WHAT YOU ARE ASKED TO DO
Count the lines in the material below that contain the string "every". Reply with the number only.

Entries taken from a collection
■ ■ ■
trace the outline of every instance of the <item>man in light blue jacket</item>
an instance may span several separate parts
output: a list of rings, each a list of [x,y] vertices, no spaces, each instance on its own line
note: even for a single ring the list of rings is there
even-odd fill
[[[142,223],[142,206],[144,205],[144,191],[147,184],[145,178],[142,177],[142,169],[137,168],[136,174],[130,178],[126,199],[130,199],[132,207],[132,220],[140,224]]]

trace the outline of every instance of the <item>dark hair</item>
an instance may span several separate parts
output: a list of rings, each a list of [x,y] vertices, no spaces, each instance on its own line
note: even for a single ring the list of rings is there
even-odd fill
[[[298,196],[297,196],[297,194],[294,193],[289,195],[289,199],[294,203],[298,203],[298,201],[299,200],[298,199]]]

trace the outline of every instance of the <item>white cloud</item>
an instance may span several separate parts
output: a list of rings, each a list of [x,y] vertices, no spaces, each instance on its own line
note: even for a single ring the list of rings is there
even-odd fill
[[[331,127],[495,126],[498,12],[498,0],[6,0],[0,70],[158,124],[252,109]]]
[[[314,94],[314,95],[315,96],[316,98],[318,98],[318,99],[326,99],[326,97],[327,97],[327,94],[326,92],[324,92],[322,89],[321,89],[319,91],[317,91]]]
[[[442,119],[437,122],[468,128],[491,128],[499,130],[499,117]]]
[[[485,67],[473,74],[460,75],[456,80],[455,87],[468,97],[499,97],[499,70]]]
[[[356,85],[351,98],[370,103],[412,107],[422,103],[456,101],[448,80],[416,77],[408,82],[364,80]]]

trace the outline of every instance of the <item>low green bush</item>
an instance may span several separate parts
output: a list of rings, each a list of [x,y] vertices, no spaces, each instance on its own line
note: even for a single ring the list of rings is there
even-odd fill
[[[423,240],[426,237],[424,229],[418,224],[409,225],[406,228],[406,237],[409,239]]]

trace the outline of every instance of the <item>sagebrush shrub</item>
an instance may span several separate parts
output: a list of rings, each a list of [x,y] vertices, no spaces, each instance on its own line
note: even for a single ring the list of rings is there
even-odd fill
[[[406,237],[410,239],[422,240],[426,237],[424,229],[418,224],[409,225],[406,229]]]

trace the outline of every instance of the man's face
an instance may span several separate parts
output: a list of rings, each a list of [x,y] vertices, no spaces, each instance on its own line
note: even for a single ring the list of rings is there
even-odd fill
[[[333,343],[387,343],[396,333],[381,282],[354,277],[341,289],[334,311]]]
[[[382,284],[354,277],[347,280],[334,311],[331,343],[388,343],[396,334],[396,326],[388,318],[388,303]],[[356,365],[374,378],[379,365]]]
■ ■ ■
WORKED ANSWER
6